PROVIDED INFORMATION Block Start

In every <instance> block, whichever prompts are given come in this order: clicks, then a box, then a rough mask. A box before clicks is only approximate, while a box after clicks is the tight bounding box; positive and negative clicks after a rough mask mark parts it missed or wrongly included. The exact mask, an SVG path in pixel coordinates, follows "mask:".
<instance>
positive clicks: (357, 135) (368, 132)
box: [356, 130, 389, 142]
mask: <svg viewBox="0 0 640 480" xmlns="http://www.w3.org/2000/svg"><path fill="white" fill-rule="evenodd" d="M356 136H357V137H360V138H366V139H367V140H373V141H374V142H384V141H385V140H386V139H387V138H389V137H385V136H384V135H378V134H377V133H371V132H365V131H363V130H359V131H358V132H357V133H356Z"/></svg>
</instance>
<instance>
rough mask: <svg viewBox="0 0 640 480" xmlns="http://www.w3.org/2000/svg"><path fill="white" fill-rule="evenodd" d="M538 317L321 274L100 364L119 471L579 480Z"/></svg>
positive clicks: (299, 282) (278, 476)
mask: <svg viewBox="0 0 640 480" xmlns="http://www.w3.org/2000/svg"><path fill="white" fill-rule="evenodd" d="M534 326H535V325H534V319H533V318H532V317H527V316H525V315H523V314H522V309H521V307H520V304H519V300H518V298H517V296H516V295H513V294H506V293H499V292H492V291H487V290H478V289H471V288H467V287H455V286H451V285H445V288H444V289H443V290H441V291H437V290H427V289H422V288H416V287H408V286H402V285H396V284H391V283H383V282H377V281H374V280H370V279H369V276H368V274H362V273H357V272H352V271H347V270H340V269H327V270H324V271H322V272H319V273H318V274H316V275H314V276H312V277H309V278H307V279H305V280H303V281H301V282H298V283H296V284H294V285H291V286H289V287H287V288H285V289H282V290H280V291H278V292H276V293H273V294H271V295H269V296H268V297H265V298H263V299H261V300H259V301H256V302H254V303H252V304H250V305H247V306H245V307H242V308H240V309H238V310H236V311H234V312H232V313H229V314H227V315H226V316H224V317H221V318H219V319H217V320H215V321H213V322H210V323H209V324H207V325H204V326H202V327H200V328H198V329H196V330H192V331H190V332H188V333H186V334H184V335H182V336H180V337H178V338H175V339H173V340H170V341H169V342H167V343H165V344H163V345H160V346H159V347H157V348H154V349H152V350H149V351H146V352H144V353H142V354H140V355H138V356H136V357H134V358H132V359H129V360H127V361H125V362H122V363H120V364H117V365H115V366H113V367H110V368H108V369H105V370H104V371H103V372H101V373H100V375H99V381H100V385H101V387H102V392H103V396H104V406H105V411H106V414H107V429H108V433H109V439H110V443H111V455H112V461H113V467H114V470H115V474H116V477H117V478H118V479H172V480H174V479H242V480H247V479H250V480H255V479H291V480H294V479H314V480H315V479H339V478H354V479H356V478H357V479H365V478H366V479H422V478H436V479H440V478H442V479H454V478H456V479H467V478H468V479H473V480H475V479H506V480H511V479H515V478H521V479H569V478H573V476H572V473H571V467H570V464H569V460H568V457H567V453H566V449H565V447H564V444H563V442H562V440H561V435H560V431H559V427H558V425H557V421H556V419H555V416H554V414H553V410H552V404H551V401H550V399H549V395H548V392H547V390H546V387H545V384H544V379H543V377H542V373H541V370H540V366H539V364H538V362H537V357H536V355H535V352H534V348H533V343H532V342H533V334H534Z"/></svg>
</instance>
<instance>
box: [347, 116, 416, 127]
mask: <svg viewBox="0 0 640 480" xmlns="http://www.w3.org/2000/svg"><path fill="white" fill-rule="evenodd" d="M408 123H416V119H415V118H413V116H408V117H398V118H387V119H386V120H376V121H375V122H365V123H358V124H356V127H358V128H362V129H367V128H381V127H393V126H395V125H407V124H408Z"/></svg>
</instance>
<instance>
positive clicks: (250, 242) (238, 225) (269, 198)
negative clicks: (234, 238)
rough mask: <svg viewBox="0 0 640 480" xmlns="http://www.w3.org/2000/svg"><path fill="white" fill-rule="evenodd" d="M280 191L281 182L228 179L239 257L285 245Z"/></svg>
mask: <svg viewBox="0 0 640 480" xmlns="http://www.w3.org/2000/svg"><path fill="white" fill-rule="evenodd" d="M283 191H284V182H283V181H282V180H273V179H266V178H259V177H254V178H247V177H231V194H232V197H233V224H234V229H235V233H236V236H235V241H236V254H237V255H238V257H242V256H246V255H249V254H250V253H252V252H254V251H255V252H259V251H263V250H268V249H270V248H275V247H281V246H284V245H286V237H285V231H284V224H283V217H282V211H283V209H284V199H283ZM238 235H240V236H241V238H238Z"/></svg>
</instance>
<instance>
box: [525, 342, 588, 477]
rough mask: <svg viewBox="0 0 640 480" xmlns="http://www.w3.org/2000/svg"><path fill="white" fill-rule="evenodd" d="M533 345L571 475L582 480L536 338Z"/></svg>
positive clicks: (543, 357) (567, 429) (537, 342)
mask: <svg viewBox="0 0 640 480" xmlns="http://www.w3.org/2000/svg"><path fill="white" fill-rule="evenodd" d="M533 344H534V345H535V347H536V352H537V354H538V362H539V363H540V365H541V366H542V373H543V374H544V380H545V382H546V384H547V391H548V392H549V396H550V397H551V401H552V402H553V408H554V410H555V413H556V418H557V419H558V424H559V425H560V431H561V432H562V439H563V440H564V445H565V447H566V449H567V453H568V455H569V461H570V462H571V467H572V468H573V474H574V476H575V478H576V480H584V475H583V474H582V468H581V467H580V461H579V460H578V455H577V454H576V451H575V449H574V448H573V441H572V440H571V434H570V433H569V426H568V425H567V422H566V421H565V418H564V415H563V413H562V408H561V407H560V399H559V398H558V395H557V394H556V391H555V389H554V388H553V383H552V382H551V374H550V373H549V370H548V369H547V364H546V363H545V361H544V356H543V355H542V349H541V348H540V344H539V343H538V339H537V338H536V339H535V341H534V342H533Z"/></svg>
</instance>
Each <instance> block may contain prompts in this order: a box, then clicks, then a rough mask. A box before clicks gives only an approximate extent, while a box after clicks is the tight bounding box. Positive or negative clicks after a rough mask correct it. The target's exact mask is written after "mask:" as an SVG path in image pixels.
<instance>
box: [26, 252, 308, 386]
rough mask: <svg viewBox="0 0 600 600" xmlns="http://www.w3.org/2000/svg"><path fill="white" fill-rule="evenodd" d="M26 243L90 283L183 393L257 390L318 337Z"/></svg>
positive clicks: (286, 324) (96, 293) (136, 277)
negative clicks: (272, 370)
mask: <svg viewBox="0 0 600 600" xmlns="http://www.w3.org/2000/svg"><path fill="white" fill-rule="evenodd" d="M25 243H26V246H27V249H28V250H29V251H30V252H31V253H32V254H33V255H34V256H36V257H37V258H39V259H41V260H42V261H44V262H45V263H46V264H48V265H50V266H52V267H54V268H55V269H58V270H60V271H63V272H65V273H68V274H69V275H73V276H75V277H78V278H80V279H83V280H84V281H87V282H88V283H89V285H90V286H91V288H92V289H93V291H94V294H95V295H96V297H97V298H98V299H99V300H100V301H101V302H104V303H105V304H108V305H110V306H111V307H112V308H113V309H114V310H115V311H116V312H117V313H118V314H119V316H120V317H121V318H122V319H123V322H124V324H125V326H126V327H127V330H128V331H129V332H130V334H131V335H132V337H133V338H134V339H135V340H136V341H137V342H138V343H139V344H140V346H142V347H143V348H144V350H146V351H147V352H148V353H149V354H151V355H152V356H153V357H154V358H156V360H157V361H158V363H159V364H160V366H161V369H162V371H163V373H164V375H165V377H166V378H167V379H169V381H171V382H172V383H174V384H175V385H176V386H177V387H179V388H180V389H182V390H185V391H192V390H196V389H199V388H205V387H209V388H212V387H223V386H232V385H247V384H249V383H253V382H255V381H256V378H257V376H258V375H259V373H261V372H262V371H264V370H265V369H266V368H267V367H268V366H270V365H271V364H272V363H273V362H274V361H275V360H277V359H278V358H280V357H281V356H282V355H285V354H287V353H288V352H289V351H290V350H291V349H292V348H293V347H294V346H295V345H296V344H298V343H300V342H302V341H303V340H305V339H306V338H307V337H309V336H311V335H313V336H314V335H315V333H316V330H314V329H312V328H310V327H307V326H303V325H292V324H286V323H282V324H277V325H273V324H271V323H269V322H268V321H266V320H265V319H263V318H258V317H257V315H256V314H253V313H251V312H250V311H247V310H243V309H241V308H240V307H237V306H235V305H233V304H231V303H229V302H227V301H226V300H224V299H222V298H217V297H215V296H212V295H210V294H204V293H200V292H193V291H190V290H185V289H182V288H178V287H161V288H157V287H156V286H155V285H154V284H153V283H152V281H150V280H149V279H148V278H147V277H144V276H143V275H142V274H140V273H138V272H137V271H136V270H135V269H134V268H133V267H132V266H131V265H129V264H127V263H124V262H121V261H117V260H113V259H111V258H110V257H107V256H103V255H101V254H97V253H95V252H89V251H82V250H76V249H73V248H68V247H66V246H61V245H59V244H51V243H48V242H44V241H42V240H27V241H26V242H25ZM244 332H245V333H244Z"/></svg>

PROVIDED INFORMATION Block End

How many lines of the rows above contain the string "tight"? Give only the number.

# [RESULT OF THIS TASK]
2